GIVEN RECORDS: Begin
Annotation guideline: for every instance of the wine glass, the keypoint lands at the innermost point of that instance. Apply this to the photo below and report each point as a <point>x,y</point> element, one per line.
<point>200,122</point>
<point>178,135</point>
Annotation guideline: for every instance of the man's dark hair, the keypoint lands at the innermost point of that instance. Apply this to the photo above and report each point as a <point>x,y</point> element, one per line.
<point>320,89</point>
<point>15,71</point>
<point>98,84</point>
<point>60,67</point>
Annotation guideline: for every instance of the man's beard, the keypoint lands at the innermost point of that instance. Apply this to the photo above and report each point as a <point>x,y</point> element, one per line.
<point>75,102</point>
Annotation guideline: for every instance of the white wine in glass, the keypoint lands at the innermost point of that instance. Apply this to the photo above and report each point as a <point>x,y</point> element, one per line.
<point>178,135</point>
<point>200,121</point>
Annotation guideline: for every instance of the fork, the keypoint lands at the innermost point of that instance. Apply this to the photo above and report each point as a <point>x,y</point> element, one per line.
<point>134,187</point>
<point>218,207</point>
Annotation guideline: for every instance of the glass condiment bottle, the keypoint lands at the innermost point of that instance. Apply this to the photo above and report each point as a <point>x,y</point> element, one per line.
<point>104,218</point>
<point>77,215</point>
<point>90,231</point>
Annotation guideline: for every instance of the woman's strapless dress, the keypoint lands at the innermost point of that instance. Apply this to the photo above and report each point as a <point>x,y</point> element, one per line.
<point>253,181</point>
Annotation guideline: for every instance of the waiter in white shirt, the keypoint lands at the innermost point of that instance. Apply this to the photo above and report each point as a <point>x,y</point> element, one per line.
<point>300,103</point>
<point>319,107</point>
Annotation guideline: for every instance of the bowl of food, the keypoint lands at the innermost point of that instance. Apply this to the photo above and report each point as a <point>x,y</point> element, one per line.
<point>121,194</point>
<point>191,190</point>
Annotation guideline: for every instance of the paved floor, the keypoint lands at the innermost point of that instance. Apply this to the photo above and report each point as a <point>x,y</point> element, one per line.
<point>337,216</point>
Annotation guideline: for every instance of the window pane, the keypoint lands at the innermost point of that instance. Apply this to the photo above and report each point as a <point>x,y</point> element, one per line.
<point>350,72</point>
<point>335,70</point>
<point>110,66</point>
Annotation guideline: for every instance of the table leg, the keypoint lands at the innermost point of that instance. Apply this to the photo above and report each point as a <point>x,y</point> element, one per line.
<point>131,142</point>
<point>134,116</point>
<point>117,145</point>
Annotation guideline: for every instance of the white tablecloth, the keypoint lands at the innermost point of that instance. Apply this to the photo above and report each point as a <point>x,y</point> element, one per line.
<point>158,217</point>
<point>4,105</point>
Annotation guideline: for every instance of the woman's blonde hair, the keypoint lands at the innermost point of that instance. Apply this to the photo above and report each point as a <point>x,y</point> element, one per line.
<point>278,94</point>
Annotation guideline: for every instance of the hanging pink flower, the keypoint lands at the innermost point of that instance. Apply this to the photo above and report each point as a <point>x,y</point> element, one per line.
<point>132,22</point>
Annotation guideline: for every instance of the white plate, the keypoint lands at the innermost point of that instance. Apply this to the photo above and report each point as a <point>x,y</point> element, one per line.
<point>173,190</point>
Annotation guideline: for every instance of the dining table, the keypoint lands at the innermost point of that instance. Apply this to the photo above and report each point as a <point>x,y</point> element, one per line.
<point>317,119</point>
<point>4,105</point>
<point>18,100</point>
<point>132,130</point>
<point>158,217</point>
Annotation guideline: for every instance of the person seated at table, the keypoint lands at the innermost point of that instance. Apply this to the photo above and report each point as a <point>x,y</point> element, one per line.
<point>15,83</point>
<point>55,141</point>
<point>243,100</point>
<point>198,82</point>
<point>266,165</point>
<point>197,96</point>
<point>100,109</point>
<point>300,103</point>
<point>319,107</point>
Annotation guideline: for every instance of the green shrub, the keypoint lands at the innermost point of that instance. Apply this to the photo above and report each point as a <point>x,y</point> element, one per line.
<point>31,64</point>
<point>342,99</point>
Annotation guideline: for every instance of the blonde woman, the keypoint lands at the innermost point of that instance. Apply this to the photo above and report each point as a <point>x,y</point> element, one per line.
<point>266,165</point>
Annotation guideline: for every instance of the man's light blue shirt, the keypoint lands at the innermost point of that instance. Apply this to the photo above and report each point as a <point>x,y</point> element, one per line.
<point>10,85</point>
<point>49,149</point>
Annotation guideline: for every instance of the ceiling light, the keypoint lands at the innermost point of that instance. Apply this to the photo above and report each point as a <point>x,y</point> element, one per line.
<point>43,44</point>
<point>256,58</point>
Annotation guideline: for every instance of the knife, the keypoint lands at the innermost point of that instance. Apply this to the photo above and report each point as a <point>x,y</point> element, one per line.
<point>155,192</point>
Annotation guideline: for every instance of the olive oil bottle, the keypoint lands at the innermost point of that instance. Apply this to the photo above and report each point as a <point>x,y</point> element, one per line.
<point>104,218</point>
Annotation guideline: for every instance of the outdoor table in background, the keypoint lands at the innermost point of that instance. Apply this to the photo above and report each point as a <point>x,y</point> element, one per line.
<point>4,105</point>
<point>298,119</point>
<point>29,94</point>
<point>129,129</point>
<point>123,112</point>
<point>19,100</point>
GIVEN RECORDS: End
# [ABOUT THIS EXERCISE]
Line by line, repeat the data exactly.

# [SOLUTION TO THIS TASK]
Annotation guideline: for every instance of the wine glass, the keypoint lands at the innermost point of that instance. Apply this to the photo below and report each point as a <point>x,y</point> element, one per line.
<point>200,122</point>
<point>178,135</point>
Annotation guideline: for every instance of the man's dark hair, the keypoint lands at the innermost point of that instance. Apply this to the photo above and report each point as a <point>x,y</point> element, one per line.
<point>320,89</point>
<point>15,71</point>
<point>98,84</point>
<point>60,67</point>
Annotation guideline: for every instance of the man's beard, the keypoint lands at the innermost point of that instance. Apply this to the photo above and report each point as a <point>x,y</point> element, one per line.
<point>75,102</point>
Annotation guideline: for every instance of the white wine in glass, the keypoint lands at the innermost point of that instance. Apply this to the photo above and report each point as a <point>x,y</point> element, one per line.
<point>178,135</point>
<point>200,121</point>
Annotation guideline: for every instance of the fork, the keypoint lands at the innermost point of that instance. Apply this to the photo above and report each point as a <point>x,y</point> element, one per line.
<point>134,187</point>
<point>218,207</point>
Annotation guideline: for every instance of the glass condiment bottle, the keypoint lands at the innermost point of that instance. Apply this to the photo above and report each point as a <point>x,y</point> element, one per line.
<point>104,218</point>
<point>77,215</point>
<point>90,231</point>
Annotation guideline: for every instance of the woman's strapless dress, the keypoint lands at the innermost point of that instance. Apply this to the photo above and report each point as a <point>x,y</point> element, one per line.
<point>253,181</point>
Annotation guideline: for every instance of the waiter in white shirt, the keypoint lands at the innermost point of that instance. Apply this to the photo above and report each point as a <point>x,y</point> element, one per line.
<point>300,103</point>
<point>319,107</point>
Annotation guideline: for every instance of the bowl of food, the keypoint lands at the innermost point of that instance. Apply this to the photo above and report each point as a <point>x,y</point> element, one per line.
<point>121,194</point>
<point>191,190</point>
Annotation guideline: for every instance of the paved floor, the keypoint lands at the innermost point of that instance. Apply this to the photo above and report each point as a <point>x,y</point> element, one per line.
<point>337,216</point>
Annotation guideline: for every instance of the window pane, the keypoint lands at the innermost point of that instance. Apply this to the photo above and report each point as a <point>x,y</point> element, one per line.
<point>350,72</point>
<point>335,70</point>
<point>110,66</point>
Annotation guideline: for every instance of the table leg, the keypoint lands at the innermost point of that instance. Apply this to the photo above and report each point as a <point>x,y</point> element, one per line.
<point>131,142</point>
<point>134,116</point>
<point>117,145</point>
Annotation guideline: for every instance of the white tablecloth, the keypoint lands at the innermost point of that instance. Apply this to the photo above and report each point as a <point>x,y</point> element, one per line.
<point>158,217</point>
<point>4,105</point>
Annotation guideline: for every instance of the woman's blonde hair, the keypoint lands at the innermost point of that instance. Apply this to the photo above and report each point as a <point>x,y</point> element, one per line.
<point>278,94</point>
Annotation guideline: for every instance of the hanging pink flower, the keypoint lands at the innermost point of that instance. Apply this to the photo above and report each point as a <point>x,y</point> element, one per line.
<point>132,22</point>
Annotation guideline: for every instance of the white plate, the keypoint lands at the innermost point of that instance. Apply this to the photo above and report each point as a <point>x,y</point> element, one per line.
<point>173,190</point>
Annotation guideline: for every instance of the dining table, the keypoint lands at the innermost point of that instance. Apply this to the photo above and report each point as a <point>x,y</point> element, one per line.
<point>317,119</point>
<point>4,105</point>
<point>18,100</point>
<point>132,130</point>
<point>158,217</point>
Annotation guideline: for every instance of the person seated at table, the keypoint lands at the innermost point of that instance. Apply this to the photo above and report each point as a <point>x,y</point> element, one per line.
<point>15,83</point>
<point>55,141</point>
<point>243,100</point>
<point>198,82</point>
<point>266,165</point>
<point>197,96</point>
<point>100,109</point>
<point>300,103</point>
<point>319,107</point>
Annotation guideline: for every instance of the green shrub, the keypoint lands at the innermost point of that instance. Apply this to the photo above and report each point as a <point>x,y</point> element, one per line.
<point>31,64</point>
<point>342,99</point>
Annotation guideline: for every instance of the blonde woman, the keypoint lands at the innermost point of that instance. Apply this to the photo above and report each point as a <point>x,y</point> element, one per line.
<point>266,165</point>
Annotation guideline: for every instance of the man's light blue shirt, the keypoint lands at the innermost point of that instance. Apply this to the photo above and report each point as a <point>x,y</point> element, one per line.
<point>10,85</point>
<point>49,149</point>
Annotation guideline: for every instance of the ceiling light, the keypoint lands at the innermost point of that instance. Apply this to the photo above and report each point as a <point>x,y</point> element, one per line.
<point>43,44</point>
<point>256,58</point>
Annotation guideline: for every instance of the knife, the keypoint lands at the innermost point of that instance. Apply this to the photo above and report each point as a <point>x,y</point> element, one per line.
<point>155,192</point>
Annotation guideline: for every instance of the olive oil bottle, the keypoint lands at the innermost point of that instance. Apply this to the photo above and report each point as a <point>x,y</point> element, one per line.
<point>104,218</point>
Annotation guideline: for every instance of the outdoor table in background, the keypoint lands at the innermost point of that instance. Apply this to the photo above and report each point as a <point>x,y</point> element, one per line.
<point>4,105</point>
<point>298,119</point>
<point>29,94</point>
<point>129,129</point>
<point>123,112</point>
<point>19,100</point>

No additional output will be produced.